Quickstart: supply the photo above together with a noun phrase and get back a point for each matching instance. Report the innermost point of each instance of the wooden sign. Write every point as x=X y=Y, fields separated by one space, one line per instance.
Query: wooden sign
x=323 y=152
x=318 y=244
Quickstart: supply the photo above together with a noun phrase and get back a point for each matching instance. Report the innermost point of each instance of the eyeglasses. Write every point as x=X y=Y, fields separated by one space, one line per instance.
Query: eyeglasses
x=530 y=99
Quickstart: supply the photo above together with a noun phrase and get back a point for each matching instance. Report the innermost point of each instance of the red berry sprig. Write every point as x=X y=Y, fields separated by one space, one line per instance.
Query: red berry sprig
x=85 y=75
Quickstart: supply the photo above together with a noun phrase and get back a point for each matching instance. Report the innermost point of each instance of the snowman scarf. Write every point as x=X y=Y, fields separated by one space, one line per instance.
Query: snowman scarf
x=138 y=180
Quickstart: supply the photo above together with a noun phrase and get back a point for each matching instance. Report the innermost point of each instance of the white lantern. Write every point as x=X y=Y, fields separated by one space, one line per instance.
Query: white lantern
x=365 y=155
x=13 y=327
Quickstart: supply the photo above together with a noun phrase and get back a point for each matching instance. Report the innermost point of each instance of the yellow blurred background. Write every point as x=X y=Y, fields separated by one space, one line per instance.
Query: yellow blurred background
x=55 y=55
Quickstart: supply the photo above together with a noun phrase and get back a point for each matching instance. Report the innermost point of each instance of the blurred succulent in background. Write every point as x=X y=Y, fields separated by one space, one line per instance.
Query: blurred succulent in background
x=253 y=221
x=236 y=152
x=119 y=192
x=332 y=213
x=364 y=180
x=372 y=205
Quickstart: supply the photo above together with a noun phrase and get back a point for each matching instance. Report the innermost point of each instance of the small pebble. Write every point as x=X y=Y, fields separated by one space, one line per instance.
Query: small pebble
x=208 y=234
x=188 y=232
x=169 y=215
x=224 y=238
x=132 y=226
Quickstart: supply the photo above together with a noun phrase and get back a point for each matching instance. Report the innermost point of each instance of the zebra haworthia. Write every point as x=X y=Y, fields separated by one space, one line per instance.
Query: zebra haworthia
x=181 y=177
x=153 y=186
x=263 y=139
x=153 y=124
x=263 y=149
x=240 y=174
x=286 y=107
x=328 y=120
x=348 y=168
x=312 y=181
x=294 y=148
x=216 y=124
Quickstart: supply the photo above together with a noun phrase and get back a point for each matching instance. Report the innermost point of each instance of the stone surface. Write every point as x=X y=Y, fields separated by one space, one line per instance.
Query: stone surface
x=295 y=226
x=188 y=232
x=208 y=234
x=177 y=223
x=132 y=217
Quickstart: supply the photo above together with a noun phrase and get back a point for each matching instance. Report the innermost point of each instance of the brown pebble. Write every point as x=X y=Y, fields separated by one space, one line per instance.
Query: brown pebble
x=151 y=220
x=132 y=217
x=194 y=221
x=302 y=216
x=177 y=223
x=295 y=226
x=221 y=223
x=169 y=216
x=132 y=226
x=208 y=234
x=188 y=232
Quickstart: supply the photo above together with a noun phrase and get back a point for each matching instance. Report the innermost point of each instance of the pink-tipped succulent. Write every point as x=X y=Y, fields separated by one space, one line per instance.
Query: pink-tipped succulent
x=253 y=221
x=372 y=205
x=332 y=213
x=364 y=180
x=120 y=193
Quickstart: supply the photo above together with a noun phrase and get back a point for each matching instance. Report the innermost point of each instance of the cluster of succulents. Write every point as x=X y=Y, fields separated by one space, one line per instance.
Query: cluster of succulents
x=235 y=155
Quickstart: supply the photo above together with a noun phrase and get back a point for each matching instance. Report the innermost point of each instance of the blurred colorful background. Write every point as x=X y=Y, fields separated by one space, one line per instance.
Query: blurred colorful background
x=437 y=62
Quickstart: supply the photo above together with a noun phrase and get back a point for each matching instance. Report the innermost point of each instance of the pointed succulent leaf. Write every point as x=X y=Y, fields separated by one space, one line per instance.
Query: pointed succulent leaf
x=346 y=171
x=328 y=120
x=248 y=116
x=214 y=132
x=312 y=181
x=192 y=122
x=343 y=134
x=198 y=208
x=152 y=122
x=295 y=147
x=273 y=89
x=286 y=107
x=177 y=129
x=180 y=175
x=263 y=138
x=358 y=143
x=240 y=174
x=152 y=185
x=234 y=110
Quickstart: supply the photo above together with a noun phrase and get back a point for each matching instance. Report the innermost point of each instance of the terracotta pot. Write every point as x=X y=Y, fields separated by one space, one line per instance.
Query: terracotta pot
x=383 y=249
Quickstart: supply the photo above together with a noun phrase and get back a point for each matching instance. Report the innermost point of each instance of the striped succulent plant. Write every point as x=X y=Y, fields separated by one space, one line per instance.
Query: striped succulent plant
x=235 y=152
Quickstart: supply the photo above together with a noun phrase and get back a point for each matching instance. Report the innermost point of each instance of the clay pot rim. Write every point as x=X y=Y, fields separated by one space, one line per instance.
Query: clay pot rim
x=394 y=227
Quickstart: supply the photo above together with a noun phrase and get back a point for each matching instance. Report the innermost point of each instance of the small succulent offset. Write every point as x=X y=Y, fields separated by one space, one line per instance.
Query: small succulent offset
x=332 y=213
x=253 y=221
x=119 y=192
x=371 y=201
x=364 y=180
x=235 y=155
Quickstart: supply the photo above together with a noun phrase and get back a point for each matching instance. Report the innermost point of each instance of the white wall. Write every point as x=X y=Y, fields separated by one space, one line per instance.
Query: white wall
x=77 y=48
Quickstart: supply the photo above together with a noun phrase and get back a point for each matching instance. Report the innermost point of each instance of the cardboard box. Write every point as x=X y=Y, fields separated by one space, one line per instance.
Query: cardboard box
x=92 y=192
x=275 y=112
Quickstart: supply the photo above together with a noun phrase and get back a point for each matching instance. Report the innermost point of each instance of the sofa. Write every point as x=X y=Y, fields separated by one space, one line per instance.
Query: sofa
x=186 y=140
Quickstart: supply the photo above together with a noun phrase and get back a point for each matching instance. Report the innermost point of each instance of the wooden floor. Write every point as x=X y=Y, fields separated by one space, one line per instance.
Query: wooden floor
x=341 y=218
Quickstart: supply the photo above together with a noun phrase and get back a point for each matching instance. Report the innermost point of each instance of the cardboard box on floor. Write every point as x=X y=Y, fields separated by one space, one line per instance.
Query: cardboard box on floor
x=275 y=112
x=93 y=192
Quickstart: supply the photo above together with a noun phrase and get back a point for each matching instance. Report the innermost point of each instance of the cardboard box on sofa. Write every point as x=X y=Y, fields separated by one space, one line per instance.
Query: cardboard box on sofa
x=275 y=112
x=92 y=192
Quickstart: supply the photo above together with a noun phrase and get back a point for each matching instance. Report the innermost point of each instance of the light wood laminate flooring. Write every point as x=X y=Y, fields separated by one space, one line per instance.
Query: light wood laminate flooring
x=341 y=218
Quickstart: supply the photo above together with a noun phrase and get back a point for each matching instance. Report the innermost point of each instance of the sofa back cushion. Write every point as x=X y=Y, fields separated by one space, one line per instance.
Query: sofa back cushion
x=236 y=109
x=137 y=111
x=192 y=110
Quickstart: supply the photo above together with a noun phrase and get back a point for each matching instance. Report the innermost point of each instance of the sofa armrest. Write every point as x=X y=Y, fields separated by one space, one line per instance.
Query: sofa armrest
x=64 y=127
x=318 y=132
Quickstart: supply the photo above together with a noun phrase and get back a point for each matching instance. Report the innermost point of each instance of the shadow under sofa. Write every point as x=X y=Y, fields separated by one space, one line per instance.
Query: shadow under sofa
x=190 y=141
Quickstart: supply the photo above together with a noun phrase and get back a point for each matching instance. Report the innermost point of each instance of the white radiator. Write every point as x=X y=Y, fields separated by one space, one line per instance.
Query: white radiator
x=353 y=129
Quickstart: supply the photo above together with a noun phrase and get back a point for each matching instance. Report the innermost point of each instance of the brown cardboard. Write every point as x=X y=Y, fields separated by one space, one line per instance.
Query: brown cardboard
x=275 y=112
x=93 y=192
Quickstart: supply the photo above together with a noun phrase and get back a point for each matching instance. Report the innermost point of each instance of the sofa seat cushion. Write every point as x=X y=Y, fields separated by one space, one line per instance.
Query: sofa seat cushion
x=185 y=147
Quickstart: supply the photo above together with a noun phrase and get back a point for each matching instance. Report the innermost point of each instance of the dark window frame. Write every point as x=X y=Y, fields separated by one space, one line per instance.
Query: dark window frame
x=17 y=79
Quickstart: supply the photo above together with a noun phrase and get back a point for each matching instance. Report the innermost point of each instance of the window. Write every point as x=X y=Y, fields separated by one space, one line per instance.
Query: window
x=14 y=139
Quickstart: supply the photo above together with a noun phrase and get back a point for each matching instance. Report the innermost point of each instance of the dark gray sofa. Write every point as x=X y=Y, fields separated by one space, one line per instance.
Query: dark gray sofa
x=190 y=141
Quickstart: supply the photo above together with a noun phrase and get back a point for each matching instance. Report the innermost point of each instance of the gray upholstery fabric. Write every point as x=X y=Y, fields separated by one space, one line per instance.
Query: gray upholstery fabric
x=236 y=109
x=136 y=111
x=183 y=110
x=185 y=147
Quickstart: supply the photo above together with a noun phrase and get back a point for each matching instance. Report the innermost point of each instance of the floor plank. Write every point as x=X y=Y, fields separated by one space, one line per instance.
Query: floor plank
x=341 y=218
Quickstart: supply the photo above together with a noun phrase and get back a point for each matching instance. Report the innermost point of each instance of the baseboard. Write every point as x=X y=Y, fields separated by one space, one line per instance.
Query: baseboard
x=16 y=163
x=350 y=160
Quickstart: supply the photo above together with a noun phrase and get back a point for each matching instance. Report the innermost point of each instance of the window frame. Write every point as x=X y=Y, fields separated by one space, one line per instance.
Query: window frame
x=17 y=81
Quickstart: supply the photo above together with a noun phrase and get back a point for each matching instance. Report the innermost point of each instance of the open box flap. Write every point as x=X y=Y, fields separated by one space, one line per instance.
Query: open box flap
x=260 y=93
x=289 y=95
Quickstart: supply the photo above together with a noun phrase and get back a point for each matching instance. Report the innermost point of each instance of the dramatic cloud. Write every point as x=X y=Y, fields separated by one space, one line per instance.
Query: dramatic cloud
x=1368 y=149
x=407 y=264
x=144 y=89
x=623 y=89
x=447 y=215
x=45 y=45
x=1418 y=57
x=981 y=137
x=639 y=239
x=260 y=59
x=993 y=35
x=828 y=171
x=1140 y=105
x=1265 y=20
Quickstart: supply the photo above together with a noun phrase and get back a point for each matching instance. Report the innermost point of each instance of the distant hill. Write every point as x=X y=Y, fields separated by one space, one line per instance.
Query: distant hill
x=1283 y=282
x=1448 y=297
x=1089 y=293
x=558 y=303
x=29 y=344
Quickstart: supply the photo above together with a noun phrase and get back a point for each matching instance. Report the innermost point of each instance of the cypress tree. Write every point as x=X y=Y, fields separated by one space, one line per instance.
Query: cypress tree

====================

Copy the records above word for word, from the line with "the white radiator." to the line with "Query: white radiator", including both of those lines and nothing else.

__Final result__.
Quickstart: supply the photo above together with a noun phrase and get back a point for each matching instance. Report the innermost point of each instance of the white radiator. Write every point as x=X y=Y, fields separated by one space, one line per instance.
Query: white radiator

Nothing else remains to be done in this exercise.